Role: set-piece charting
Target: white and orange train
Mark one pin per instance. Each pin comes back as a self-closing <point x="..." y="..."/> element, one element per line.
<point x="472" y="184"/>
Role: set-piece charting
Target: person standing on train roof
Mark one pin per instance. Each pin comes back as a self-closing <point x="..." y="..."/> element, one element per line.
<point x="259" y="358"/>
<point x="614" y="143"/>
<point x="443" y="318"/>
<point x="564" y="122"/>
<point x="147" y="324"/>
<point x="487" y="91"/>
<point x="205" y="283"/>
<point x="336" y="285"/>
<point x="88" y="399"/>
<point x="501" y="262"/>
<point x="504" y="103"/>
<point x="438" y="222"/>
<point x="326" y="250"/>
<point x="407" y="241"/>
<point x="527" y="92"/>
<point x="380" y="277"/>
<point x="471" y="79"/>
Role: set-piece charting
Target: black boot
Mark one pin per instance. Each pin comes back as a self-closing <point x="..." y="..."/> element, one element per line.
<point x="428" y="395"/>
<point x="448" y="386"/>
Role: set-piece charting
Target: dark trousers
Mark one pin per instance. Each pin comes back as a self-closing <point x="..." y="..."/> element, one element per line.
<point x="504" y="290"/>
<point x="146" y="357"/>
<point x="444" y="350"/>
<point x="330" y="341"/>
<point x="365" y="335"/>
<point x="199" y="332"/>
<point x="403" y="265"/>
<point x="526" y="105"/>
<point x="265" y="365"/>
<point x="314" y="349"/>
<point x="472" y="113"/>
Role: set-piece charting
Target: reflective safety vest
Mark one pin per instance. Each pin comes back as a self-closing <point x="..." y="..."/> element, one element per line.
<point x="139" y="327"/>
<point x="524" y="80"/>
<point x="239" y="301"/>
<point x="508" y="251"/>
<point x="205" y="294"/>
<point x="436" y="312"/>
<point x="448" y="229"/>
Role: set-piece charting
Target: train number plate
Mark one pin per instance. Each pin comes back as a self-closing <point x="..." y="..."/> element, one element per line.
################
| WHAT THE TASK REQUIRES |
The data above must be returned in full, exactly as written.

| OUTPUT FOR THIS EXERCISE |
Role: set-piece charting
Target: white and orange train
Mark one pin per instance. Each pin comes back as a self-closing <point x="..." y="..."/> element, one element per line.
<point x="472" y="184"/>
Role: set-piece charting
Target: person standing on train roof
Mark one pin per instance. Each pin comes back as a self-closing <point x="..." y="..."/> element, one element per line.
<point x="259" y="358"/>
<point x="614" y="143"/>
<point x="443" y="318"/>
<point x="564" y="122"/>
<point x="147" y="324"/>
<point x="487" y="91"/>
<point x="205" y="283"/>
<point x="336" y="285"/>
<point x="88" y="399"/>
<point x="501" y="262"/>
<point x="504" y="103"/>
<point x="438" y="222"/>
<point x="326" y="250"/>
<point x="407" y="241"/>
<point x="527" y="92"/>
<point x="380" y="277"/>
<point x="471" y="79"/>
Role: set-piece charting
Target: black boot
Mark one pin per instance. Each pin comes back as a self-closing <point x="..." y="..."/> element, one element per line.
<point x="428" y="395"/>
<point x="448" y="386"/>
Role: set-piece charting
Target: dark trousers
Mark one pin per instance. Each pin comes back as a self-closing <point x="..." y="..."/> element, one element per line.
<point x="504" y="290"/>
<point x="146" y="357"/>
<point x="444" y="350"/>
<point x="330" y="341"/>
<point x="365" y="335"/>
<point x="199" y="332"/>
<point x="403" y="265"/>
<point x="526" y="105"/>
<point x="265" y="365"/>
<point x="314" y="349"/>
<point x="472" y="113"/>
Role: set-piece charting
Target: reflective safety vest
Mark one pin per instance. Each pin comes back as a self-closing <point x="..." y="..."/> element, one element per line.
<point x="139" y="327"/>
<point x="524" y="80"/>
<point x="239" y="301"/>
<point x="508" y="251"/>
<point x="205" y="294"/>
<point x="436" y="312"/>
<point x="448" y="229"/>
Role: set-piece charting
Target: train number plate
Mark one pin per instance. Each pin comes back as a self-closing <point x="..." y="..."/> element, one element per line.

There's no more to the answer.